**Text passage:**
○ ○ ○ ○ ○ ○ ○

There’s a Place for Religion

DIE– diversity, inclusion and equity – has reached a new milestone. Canada’s military chaplains have been banned from wearing traditional religious symbols or saying prayers at public ceremonies. Canadian Forces […]
Published on October 28, 2023

DIE– diversity, inclusion and equity – has reached a new milestone. Canada’s military chaplains have been banned from wearing traditional religious symbols or saying prayers at public ceremonies.

Canadian Forces Chaplain-General Guy Belisle explained the rationale in an October 11 directive to the military.

“While the dimension of prayer may occupy a significant place for some of our members, we do not all pray in the same way; for some, prayer does not play a role in their lives,” he wrote.

Another stated reason was the potential offense taken by the indigenous and sexual minorities.

“Therefore, it is essential for chaplains to adopt a sensitive and inclusive approach when publicly addressing military members,” explained Gen. Belisle.

○ ○ ○ ○ ○ ○ ○

**Extracted records:**
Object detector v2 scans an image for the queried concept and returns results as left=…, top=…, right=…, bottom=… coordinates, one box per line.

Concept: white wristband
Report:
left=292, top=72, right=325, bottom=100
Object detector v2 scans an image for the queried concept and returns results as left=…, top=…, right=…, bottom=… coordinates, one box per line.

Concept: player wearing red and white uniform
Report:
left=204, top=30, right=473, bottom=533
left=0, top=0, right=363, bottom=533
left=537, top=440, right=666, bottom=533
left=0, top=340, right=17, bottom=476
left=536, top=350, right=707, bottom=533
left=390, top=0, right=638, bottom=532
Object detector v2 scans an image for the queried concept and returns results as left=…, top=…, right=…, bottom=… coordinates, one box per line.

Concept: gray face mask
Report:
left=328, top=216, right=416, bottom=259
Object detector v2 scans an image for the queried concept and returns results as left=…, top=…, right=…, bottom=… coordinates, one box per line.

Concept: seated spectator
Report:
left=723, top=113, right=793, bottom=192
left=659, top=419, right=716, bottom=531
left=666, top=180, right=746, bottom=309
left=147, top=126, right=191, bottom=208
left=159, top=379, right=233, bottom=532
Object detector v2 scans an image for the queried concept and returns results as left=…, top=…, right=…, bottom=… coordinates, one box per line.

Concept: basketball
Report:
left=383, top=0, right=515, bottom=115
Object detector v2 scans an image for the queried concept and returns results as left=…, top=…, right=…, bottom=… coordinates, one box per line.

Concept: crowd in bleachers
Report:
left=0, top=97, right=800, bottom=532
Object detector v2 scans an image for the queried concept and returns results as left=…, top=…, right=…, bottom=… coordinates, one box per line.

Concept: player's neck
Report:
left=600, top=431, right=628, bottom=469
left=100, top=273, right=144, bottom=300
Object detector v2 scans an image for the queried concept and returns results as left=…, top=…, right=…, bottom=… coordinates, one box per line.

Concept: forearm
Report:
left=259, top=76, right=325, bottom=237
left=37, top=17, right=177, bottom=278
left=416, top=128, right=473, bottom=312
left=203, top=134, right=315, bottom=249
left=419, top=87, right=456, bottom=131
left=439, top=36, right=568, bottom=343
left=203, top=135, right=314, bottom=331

○ ○ ○ ○ ○ ○ ○

**What is asked:**
a - In the article on military chaplains, who issued the October 11 directive?
b - Please shorten the paragraph in the article on military chaplains that begins "“While the dimension of prayer" to a single brief sentence that keeps its main facts.
c - Write the next few paragraphs of the article on military chaplains, picking up after its final sentence.

**Expected results:**
a - Canadian Forces Chaplain-General Guy Belisle.

b - Belisle wrote that prayer matters a great deal to some members, but members pray in different ways and some do not pray at all.

c -
It is no secret that left-wing political movements are uncomfortable with religion. The notion that people can believe there is a Supreme Being in the universe who wishes humans to behave in certain ways clashes with the leftist doctrine that everything must be determined by economic class interests. No wonder then that Lenin, Stalin, and Mao Zedong murdered hundreds of thousands of priests, nuns, rabbis, imams, and ministers and spent decades trying to eradicate religions in the Soviet Union and China.

Progressive forces in North America do not need to resort to such harsh methods in their campaigns against religious faith. They have courts, bureaucrats, and “human rights” tribunals to do their work for them.

Their chief weapon is the argument from inclusion and their formula is quite simple: if most people agree about something being done and one, or a few, disagree about doing it, then that something should not be done.

If, for example, a city council wishes to open a meeting with a Christian prayer and someone in the audience objects, some court will rule that this discriminates against people of other religions. If the council tries to substitute a nondenominational prayer, one invoking no particular deity, that too will be forbidden, on the grounds that some voters are atheists.

The desired effect is to create a naked public square, one that has no room for faith outside of the place of worship or the home. Though section 2 of our constitution is supposed to guarantee freedom of religion, every time religious freedoms clash with other interests, religion loses.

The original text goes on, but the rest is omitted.